STATED PROBLEM: Update the records below by replacing every "one per line" with "each on its own line", leaving all other text unchanged.

RECORDS SUPPLIED:

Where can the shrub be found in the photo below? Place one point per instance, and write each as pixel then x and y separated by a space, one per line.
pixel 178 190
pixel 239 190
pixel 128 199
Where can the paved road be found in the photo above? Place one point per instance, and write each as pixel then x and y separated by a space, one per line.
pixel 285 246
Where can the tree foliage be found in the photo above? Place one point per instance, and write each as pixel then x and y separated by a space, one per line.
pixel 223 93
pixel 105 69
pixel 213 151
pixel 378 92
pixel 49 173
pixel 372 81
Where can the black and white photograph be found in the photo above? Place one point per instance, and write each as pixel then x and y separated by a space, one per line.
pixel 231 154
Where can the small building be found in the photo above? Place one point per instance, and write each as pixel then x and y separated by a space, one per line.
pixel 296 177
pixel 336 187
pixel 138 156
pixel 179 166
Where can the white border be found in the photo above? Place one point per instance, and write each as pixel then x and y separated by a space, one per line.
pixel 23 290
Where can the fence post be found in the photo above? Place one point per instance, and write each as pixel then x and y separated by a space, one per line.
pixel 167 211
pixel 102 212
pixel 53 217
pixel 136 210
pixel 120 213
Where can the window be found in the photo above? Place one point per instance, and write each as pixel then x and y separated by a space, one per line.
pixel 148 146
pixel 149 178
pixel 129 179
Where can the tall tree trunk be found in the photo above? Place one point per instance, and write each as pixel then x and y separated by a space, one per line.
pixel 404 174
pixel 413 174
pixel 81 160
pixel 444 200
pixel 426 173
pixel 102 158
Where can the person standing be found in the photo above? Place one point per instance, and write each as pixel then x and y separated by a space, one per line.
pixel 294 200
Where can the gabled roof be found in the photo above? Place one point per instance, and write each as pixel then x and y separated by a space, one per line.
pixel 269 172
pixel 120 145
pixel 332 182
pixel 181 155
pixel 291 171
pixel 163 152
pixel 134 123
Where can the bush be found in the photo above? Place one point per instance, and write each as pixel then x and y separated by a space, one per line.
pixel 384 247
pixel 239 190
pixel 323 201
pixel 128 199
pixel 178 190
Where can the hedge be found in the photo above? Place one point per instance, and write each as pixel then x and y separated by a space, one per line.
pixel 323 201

CORRECT OUTPUT:
Where can the shrub be found in the photo below? Place one point per instance, and write each as pixel then x and y separated by a space, each on its own line.
pixel 178 190
pixel 239 190
pixel 128 199
Where can the paved road be found in the photo above? Place one point per instance, and write each as pixel then x and y separated by a space, each on its own line.
pixel 285 246
Where can the tree foliage be found in the photo above? Place one point per instance, and write each as pixel then x and y separated by a space, each on its own line.
pixel 223 93
pixel 105 69
pixel 213 151
pixel 378 92
pixel 49 173
pixel 372 81
Where can the black and white photograph be found in the photo above? Place one point per instance, and write each as pixel then x and y separated by a space, each on its own line.
pixel 231 154
Where can the small building be found in the photo above? Place one point per instance, and write each as pixel then x and y separated by a space, each on its own line.
pixel 296 177
pixel 336 187
pixel 138 156
pixel 179 166
Where can the white border be found in the photo above? Place one point per instance, and write each as pixel then x and y separated by a space, each on its own line.
pixel 23 290
Where can the fence post be found in the photo above? Place one point per instance, and write each as pixel then x and y separated by a space, each on its own line.
pixel 167 211
pixel 102 212
pixel 53 217
pixel 136 210
pixel 120 213
Where can the window be found in the photo above? Place one point per instance, and write each as pixel then x and y separated by a space, each on its own line.
pixel 148 146
pixel 149 178
pixel 129 179
Where can the tall tree trunk be found in the photo above? Place one point per instance, and write each as pixel then x and y separated by a space, each on its own line.
pixel 404 174
pixel 413 174
pixel 81 160
pixel 444 200
pixel 426 173
pixel 102 158
Where can the person standing be found in the photo above? Place one point per instance, and write each as pixel then x and y separated by a space, each on its own line.
pixel 294 200
Where can the gabled roof be found in the photo above? Place one point per instance, and write each as pixel then x and y separated by a space, each on its own line.
pixel 269 172
pixel 120 145
pixel 332 182
pixel 181 155
pixel 291 171
pixel 163 152
pixel 134 123
Where can the bush be found in the photo above? Place one point per instance, and write each as pixel then x and y separated by a space, each on its own line.
pixel 384 247
pixel 239 190
pixel 323 201
pixel 128 199
pixel 178 190
Where can the hedge be found in the photo above? Place one point per instance, and write each as pixel then x and y separated by a space, each on its own line.
pixel 323 201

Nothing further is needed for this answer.